(Records excerpted from a collection)
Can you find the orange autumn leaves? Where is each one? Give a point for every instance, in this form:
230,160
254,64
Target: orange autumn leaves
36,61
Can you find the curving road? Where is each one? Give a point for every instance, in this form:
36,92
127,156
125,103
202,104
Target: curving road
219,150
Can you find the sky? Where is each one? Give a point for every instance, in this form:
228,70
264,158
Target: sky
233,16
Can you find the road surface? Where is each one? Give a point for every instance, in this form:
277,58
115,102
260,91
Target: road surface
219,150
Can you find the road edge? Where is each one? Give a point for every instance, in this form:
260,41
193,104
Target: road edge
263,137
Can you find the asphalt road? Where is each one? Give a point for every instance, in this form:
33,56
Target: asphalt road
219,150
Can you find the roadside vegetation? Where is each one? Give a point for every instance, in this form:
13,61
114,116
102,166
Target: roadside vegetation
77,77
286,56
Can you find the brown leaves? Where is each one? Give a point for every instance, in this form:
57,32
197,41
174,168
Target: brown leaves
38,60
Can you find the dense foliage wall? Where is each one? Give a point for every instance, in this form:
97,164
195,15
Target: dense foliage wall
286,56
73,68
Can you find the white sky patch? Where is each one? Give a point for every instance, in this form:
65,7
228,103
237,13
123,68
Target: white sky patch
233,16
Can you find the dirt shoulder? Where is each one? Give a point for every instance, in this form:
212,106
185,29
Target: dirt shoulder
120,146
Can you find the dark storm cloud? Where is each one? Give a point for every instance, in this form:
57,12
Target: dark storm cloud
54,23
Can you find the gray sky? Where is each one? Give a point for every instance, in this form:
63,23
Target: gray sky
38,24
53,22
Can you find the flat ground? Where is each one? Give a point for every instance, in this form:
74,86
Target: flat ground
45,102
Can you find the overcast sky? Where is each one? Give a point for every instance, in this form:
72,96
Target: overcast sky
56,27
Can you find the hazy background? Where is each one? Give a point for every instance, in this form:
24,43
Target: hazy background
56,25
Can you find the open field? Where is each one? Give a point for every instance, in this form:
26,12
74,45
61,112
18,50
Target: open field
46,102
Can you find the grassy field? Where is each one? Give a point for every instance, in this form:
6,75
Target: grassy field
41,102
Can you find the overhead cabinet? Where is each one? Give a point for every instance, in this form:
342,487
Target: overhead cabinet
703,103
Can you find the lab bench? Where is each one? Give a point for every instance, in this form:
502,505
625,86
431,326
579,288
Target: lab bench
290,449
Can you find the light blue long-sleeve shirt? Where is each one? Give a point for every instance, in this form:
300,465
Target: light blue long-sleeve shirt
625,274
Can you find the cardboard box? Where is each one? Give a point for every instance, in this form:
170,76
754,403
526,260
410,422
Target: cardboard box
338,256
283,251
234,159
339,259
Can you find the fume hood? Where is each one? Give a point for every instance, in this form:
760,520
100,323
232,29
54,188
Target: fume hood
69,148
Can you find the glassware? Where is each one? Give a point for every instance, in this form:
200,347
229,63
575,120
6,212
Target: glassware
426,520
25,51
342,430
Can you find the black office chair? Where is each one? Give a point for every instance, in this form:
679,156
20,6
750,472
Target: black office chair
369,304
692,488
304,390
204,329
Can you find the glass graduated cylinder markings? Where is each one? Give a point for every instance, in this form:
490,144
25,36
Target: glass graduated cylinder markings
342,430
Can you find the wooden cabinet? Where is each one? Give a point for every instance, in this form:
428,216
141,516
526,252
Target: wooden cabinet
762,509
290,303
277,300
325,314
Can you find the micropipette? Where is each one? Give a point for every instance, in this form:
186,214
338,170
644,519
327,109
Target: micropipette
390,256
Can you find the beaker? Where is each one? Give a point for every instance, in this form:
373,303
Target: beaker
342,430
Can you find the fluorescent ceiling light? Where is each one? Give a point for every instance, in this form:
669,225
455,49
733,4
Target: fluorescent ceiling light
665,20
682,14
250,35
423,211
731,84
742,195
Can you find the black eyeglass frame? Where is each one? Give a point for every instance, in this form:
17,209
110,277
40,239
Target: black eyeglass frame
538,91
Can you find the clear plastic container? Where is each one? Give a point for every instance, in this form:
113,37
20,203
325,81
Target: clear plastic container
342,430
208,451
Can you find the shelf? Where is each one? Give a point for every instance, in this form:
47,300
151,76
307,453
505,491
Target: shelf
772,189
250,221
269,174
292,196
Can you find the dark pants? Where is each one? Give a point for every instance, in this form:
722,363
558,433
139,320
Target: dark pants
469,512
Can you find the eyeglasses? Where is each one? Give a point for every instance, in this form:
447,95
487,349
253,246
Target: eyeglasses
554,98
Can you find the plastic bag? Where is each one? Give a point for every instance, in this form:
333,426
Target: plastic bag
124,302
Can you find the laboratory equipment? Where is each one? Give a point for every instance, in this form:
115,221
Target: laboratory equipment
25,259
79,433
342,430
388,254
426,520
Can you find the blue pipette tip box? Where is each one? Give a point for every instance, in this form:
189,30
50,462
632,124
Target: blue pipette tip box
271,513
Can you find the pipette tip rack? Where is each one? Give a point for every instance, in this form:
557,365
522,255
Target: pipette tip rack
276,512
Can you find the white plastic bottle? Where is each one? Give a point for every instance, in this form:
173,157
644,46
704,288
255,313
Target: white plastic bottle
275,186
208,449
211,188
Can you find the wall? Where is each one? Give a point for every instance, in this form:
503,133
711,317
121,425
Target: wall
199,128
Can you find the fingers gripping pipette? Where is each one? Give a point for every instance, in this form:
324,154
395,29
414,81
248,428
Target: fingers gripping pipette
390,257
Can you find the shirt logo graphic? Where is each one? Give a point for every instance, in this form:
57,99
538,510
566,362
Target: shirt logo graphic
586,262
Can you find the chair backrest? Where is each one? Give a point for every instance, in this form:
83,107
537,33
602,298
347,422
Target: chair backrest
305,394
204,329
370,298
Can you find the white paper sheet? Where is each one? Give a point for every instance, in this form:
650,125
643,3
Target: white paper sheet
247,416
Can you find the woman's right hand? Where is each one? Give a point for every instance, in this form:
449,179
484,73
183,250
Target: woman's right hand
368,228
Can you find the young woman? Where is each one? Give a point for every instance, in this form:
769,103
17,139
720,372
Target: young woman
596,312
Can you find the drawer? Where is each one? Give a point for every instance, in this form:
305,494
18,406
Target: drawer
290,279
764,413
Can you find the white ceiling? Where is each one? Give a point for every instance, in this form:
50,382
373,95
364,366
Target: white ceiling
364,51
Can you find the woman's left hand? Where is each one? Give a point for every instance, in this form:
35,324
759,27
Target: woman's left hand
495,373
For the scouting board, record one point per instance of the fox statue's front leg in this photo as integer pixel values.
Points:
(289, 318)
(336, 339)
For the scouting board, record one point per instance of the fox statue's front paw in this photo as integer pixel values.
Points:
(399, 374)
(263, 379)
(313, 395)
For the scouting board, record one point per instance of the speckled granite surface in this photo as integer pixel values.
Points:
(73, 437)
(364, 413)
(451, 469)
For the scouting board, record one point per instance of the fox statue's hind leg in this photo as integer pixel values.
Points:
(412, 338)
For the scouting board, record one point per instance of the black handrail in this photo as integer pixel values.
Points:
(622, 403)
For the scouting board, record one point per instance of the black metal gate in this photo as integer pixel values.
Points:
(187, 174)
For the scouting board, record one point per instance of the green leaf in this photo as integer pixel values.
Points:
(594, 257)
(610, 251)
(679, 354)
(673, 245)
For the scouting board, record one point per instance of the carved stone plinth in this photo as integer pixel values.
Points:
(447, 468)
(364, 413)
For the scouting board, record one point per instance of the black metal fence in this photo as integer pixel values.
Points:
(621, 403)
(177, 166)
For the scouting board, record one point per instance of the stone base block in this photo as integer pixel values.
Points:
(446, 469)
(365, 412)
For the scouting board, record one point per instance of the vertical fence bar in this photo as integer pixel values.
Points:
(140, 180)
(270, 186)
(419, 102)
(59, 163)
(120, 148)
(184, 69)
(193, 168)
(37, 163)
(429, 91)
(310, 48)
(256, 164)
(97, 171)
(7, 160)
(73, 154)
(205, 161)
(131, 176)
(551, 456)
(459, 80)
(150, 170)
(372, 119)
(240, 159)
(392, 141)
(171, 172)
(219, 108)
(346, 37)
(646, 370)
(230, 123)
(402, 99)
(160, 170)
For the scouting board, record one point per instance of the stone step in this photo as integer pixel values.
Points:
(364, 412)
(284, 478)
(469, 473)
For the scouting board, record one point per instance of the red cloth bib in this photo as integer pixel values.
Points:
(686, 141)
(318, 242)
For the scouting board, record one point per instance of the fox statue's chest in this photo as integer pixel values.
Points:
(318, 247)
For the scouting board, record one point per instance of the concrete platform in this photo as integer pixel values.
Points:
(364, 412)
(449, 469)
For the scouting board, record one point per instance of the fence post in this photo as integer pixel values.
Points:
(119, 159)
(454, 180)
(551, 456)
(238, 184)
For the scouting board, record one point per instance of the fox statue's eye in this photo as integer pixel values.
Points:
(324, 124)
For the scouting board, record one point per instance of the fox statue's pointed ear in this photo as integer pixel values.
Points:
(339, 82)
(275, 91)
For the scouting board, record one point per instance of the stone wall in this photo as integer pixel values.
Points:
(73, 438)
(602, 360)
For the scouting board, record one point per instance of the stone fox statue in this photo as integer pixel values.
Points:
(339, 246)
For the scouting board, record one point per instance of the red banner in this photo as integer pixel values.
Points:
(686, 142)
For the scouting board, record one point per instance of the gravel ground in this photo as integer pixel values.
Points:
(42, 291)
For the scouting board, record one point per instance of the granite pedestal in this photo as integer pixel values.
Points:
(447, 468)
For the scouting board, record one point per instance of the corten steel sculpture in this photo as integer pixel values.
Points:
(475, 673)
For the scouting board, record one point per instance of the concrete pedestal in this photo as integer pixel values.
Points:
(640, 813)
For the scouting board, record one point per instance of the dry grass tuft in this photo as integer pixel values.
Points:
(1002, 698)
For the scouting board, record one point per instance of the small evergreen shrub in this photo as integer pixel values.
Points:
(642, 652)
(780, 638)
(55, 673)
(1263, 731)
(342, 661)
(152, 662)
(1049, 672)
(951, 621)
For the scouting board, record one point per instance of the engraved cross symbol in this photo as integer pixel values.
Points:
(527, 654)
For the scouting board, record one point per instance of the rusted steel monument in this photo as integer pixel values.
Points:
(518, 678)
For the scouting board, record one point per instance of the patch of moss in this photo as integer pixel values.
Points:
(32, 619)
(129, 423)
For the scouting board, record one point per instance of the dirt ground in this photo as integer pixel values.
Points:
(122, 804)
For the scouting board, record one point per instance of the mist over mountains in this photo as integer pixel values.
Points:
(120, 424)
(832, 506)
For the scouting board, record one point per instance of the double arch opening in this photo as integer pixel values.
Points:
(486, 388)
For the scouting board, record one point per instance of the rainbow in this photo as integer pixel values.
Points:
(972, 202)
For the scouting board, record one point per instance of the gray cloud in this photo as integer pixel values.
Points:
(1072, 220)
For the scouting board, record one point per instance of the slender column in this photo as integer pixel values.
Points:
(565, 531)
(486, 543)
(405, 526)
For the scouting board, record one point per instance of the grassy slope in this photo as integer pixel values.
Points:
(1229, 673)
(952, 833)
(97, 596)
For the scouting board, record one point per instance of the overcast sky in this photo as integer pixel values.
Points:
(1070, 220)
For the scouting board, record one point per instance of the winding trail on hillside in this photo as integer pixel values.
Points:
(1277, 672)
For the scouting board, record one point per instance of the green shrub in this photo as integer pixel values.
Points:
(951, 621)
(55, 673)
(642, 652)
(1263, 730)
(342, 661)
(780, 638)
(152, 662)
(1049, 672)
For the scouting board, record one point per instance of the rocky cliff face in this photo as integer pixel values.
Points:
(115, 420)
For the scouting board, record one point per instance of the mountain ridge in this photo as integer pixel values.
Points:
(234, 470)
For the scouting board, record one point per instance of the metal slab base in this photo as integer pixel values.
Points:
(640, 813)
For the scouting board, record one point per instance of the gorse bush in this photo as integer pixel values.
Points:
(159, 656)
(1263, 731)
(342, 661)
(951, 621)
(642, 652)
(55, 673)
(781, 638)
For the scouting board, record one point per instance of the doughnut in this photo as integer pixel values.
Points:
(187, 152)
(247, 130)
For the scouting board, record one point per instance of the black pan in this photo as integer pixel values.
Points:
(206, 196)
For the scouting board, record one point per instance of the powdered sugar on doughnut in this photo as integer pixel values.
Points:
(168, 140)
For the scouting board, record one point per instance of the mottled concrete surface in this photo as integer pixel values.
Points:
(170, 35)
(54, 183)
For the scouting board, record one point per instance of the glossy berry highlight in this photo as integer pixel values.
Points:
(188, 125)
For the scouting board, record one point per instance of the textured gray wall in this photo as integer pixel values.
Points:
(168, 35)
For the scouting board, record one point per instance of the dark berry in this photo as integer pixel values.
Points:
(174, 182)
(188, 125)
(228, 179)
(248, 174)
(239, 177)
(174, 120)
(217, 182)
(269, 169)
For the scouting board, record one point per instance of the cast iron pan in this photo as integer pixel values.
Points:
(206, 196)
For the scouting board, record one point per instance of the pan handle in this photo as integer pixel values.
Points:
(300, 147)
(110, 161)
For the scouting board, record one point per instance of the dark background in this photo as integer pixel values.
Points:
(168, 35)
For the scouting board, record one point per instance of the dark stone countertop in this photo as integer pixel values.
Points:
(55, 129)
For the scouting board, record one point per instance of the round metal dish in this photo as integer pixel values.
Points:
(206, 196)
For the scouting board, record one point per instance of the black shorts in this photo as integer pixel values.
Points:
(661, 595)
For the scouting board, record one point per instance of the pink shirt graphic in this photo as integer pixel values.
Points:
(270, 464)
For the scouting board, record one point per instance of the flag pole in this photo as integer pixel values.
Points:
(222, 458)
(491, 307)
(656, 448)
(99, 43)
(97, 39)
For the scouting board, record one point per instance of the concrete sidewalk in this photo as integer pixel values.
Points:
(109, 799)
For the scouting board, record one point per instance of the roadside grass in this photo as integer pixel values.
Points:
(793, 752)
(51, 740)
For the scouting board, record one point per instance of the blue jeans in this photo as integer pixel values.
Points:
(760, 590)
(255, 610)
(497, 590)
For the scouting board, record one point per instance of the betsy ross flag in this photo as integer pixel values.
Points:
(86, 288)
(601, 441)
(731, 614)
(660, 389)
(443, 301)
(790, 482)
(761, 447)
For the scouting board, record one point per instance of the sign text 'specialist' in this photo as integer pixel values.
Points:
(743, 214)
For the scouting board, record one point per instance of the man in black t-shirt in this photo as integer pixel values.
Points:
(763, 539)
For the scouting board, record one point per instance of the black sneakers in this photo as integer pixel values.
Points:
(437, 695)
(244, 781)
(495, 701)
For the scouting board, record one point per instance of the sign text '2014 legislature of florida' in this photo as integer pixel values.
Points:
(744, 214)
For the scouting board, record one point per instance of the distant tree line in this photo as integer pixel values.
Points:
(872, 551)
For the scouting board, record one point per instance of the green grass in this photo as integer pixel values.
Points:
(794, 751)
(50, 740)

SET TASK:
Render the stretch of items from the line containing "sneakers in this photo as integer pixel values." through the end of the items as a two-column CSV with the columns input and output. Give one row per item, placing its text and its answer each in a single quoted field, with line breaks replaced by spaces.

SOLUTION FOR THIS TASK:
input,output
"For the scouting board, record one point per instance of the black sneakers in this photo as integer pixel values. Points:","(437, 695) (244, 781) (495, 701)"
"For the scouting board, record one point per instance of the sign text '2014 legislature of florida' in this photo as integer pixel values. Points:","(744, 214)"
"For the scouting board, record one point per instance of the distant tree line in this photo as integer pixel values. Points:","(872, 551)"
"For the scouting board, record one point per instance of the green grass in this photo as integer pixel values. Points:","(794, 751) (50, 740)"